__TASK GOAL__: Reproduce, word for word, the part of the text below about Ukraine that opens with the words containing "But even as" and closes with "their buying power.".
:: TEXT FOR ANALYSIS
Tuesday, March 3, 2009

New Pain in the Ukraine


As our Dow dipped below 7,000, the first time since 1997, because of the seeming free fall of our insurance sector (notably AIG, which is getting an additional $30 billion from the government), that dark cloud paled in comparison to a failing economy on the other side of the world. Ukraine, a former part of the USSR, was supposed to be the model “democracy built from the ashes of Soviet authoritarianism.” Russia’s Putin has battled with Ukraine’s leadership, as the latter has pushed more towards the rest of Europe than towards Moscow. Relations between Kiev (the capital of the Ukraine) and Moscow have been downright cold – made colder still when the Russians cut off the supply of natural gas (used to heat homes in a very cold winter) in January over a price dispute, which spread to other European nations as the conflict broadened to include Ukraine’s entitlements to transport that gas across her territory.

But even as she has pressed to be more “European,” Ukraine’s currency (the hryvnia) has been falling, her banks failing, and since this is a fairly large country (46 million people) with a boatload of loans and investments from the rest of Europe, the impact of an economically failed state would have an exceptionally bigger impact on the rest of the continent than the collapse of vastly smaller nations like Latvia and Iceland. Hard times have produced power failures, water stoppages and shortages of basic commodities as both municipalities and people are losing their buying power.

Many key economists feel that if Ukraine fails, she will take the rest of Eastern Europe with her. Investor confidence in the area is teetering far beyond the negativity we see here in the U.S., and it will not take much to push this entire region over the edge. Putin’s political machine is watching, ready to pounce on a “wayward” child that may need to be brought back into the Russian fold, by force (military or economic) if necessary. Putin has uttered more than once that Ukraine is an example of what happens to former Soviet countries that have turned to the Western approach versus the more pragmatic Russian model. An opposition candidate, former prime minister, Viktor F. Yanukovich, favors just such a move back towards Mother Russia.
::::
:: GIVEN DATA
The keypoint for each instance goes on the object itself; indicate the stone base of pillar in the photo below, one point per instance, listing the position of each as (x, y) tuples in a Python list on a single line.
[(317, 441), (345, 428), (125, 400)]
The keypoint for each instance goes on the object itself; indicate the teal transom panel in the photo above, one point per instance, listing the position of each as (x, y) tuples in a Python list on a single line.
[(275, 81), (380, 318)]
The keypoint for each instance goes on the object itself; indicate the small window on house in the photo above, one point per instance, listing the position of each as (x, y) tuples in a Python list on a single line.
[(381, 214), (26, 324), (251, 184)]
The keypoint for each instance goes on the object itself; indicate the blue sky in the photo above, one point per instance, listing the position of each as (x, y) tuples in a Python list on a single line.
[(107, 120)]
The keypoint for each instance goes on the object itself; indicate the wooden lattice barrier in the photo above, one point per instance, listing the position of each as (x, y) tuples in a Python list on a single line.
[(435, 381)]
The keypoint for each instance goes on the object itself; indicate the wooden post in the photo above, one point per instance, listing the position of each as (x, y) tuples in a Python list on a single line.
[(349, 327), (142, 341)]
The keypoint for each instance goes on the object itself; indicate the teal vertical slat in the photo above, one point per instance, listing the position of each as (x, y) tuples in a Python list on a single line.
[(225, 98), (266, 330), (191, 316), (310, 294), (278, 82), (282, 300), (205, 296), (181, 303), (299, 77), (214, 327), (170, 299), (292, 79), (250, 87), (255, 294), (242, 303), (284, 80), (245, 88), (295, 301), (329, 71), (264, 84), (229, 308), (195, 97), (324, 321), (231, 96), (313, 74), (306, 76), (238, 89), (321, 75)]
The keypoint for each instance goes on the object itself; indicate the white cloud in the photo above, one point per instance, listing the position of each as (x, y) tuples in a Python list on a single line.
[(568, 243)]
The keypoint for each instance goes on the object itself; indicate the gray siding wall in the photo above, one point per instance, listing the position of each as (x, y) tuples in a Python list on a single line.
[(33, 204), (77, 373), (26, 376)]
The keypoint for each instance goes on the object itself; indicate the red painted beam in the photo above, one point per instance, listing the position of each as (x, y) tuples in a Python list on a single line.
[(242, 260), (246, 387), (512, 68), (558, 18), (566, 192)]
::::
__YOUR RESPONSE__:
But even as she has pressed to be more “European,” Ukraine’s currency (the hryvnia) has been falling, her banks failing, and since this is a fairly large country (46 million people) with a boatload of loans and investments from the rest of Europe, the impact of an economically failed state would have an exceptionally bigger impact on the rest of the continent than the collapse of vastly smaller nations like Latvia and Iceland. Hard times have produced power failures, water stoppages and shortages of basic commodities as both municipalities and people are losing their buying power.